— Start EXTRACTED DATA —

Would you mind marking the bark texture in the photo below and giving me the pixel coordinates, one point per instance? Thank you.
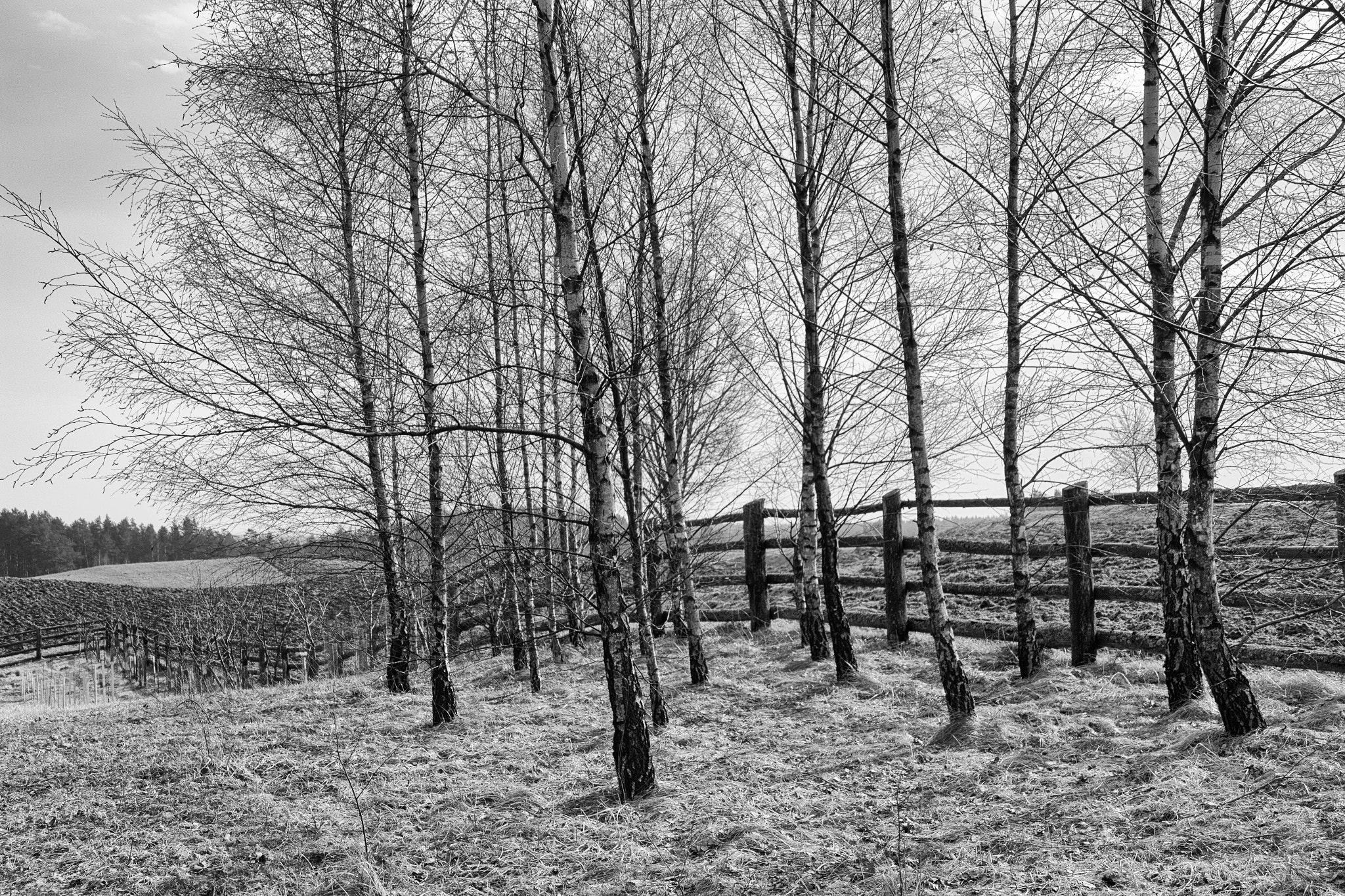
(631, 754)
(1181, 666)
(1227, 683)
(805, 188)
(957, 689)
(443, 698)
(399, 672)
(1029, 647)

— End EXTRACTED DATA —

Convert the records into a Markdown table with the columns "No." and "Line", one row per line, skipping blank lines and leaving out the pictures.

| No. | Line |
|---|---|
| 1 | Would you mind marking the bark texture in the photo below and giving me the pixel coordinates, one point per instance? Thank you. |
| 2 | (631, 754) |
| 3 | (1181, 666) |
| 4 | (1227, 683) |
| 5 | (805, 188) |
| 6 | (957, 689) |
| 7 | (443, 698) |
| 8 | (399, 672) |
| 9 | (1029, 647) |